Pages

Wednesday, October 29, 2008

How Can



Kutinggalkan ruangan yang dari sanalah aku mulai mengenal dia. Seorang dengan raut wajah lembut berisi. Dia yang lebih banyak diam namun tak jarang tersenyum. Kutinggalkan ruangan yang kelewat panas itu dengan langkah berat tertahan. Sesorang di pojok ruangan lantai dua tempatku bekerja itulah yang memperberat ayunan langkahku. Dia yang mampu memacu detak jantungku. Membelah dan mengacau laju lamuananku. Seorang gadis yang akhirnya kutahu berasal dari negeri batas senja.

Kaki yang lain akhirnya menutup langkahku. Meninggalkan gadis batas senja seorang diri. Aku pergi untuk sebuah perjalanan melintas benua. Sebuah perziarahan. Kalau mengikuti terminologi seorang temanku, ziarah adalah misi untuk satu tujuan tertentu. Fokus. Dalam bahasa Jawa, kata ziarah diurai menjadi siji sing diarah (satu yang dituju).

Sama seperti yang lain, aku pun menyiapkan berbagai bekal untuk keperluan perziarahan itu sendiri. Sebuah carier memuat sleeping bag, 10 potong kaos, 4 celana panjang, dan lain-lain, sebuah backpack untuk membawa laptop dan beberapa buku, serta tas pinggang untuk menyimpan passport, dompet, handphone dan radio fm. Selain itu, aku sengaja mempersiapkan batin menjelang pemberangkatan bersama dengan 100 orang muda lainnya. Dalam doa semuanya kubungkus.

Pesawat air bus pun menderu, berlari kencang di atas landasan pacu meninggalkan Jakarta sewaktu senja. Kutinggalkan juga luka-luka. Kuhempaskan lara. Kubuang segala emosi dalam pekatnya kegelapan bayang-bayang masa laluku. Sesuatu yang menjadi duniaku saat itu. Suatu ilusi semu dan tak mungkin akan menjadi nyata. Karena dusta telah meraja. Kasih sudah ternoda.

DATA TERSEDIA:
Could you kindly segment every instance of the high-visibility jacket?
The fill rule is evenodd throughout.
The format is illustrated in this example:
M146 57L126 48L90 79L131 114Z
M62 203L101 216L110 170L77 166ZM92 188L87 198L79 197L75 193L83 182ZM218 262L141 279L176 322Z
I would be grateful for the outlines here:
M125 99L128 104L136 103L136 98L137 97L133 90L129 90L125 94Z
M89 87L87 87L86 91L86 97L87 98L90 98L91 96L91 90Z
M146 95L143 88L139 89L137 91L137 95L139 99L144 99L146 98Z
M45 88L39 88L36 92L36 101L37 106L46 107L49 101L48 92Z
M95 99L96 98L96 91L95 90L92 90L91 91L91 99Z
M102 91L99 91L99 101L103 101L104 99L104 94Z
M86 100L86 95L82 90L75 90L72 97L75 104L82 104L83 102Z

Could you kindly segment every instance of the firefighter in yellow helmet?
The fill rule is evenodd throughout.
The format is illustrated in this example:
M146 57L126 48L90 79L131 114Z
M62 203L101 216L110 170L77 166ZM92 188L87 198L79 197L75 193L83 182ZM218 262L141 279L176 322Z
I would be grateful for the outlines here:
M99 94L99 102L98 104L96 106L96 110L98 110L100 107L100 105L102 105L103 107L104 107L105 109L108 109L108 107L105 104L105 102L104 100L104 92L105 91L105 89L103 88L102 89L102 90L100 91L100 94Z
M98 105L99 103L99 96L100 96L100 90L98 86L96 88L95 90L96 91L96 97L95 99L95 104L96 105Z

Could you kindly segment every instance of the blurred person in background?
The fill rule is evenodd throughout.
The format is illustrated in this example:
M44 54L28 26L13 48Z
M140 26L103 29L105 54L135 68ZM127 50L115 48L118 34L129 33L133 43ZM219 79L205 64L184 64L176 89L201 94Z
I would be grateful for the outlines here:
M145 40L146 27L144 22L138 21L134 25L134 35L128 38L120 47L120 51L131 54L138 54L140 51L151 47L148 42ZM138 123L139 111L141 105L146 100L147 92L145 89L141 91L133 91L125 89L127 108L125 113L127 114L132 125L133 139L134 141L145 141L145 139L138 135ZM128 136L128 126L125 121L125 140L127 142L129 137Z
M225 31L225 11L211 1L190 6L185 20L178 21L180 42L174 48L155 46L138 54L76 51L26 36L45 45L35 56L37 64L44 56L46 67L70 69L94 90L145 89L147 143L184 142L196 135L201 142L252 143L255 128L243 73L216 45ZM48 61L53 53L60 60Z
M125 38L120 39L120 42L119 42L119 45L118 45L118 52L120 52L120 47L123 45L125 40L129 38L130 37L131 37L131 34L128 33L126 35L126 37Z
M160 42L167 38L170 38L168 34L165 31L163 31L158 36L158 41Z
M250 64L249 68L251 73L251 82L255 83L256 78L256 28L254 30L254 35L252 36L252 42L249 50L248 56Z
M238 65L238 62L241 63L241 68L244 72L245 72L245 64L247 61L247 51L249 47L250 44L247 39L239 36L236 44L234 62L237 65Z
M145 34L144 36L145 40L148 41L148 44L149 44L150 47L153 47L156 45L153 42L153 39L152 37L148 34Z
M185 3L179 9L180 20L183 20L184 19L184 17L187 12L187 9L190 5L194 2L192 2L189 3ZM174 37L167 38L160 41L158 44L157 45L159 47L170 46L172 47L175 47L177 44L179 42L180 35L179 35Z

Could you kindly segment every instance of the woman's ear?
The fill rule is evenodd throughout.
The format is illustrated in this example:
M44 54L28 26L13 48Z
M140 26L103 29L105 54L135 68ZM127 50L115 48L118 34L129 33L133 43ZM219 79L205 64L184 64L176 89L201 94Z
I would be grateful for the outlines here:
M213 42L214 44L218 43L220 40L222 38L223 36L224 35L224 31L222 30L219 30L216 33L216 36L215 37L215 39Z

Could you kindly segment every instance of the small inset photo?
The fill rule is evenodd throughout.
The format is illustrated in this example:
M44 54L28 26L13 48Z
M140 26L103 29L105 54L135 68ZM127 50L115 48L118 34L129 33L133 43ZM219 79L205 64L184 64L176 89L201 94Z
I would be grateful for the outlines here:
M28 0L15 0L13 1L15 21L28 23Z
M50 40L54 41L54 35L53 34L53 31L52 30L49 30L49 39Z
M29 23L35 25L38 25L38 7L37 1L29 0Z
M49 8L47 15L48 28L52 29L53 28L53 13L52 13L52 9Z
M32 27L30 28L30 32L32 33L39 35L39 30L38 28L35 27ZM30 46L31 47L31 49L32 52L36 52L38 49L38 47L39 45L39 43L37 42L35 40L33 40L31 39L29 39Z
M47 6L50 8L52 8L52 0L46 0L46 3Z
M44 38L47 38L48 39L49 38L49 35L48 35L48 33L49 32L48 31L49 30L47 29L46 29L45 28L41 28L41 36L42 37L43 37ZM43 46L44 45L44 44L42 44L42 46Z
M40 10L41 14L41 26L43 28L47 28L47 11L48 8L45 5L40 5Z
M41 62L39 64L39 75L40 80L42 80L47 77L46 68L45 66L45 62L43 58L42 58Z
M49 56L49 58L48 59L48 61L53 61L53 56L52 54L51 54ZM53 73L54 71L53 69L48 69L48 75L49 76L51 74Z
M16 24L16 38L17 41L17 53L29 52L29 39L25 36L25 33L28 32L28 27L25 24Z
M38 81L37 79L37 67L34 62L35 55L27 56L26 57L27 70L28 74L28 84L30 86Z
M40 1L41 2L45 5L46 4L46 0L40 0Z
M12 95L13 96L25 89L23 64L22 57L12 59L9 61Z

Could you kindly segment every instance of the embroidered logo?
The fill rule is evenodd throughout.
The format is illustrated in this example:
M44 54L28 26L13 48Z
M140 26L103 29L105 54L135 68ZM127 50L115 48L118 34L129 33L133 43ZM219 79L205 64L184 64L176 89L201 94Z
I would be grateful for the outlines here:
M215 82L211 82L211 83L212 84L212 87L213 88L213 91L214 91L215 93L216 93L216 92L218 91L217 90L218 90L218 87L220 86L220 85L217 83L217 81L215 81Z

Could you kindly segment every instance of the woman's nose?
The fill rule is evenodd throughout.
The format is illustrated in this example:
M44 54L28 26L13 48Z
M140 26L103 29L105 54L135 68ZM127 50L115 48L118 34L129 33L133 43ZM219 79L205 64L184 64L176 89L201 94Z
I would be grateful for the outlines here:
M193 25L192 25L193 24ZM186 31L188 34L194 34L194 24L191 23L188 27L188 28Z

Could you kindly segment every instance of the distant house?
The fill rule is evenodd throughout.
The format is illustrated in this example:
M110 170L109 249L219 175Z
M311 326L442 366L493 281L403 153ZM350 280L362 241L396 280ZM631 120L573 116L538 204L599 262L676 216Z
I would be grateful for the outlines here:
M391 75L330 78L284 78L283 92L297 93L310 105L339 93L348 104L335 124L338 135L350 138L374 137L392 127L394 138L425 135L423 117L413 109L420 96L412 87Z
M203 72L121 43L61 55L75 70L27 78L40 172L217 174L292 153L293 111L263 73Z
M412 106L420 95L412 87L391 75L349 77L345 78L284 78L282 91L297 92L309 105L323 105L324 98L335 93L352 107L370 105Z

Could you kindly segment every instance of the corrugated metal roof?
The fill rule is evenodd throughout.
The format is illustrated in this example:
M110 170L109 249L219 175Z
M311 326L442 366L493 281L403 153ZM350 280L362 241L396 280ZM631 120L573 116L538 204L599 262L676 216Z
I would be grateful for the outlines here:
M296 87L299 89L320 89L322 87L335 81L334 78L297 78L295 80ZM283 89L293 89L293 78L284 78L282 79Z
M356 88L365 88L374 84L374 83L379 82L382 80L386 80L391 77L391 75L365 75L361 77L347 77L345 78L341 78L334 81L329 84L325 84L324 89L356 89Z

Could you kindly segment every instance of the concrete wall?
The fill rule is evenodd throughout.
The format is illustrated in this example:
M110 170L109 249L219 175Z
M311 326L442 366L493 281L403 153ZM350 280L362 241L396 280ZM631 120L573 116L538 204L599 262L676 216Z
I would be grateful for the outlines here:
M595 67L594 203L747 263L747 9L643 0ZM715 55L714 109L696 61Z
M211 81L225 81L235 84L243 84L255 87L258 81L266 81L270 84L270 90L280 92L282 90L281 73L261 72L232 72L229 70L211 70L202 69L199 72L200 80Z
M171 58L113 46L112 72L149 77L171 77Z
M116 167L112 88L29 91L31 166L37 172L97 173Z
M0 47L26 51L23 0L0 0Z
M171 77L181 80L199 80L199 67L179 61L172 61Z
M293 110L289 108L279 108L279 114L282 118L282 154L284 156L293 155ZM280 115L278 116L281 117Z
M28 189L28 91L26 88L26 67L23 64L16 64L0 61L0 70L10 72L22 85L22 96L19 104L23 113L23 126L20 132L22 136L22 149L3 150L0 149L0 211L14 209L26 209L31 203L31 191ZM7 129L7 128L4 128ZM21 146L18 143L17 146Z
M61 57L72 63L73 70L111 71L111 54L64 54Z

LATIHAN SINGKAT: Menurut kutipan, bagaimana kata ziarah diurai dalam bahasa Jawa?

JAWABAN LATIHAN: Kata ziarah diurai menjadi "siji sing diarah", yang berarti "satu yang dituju".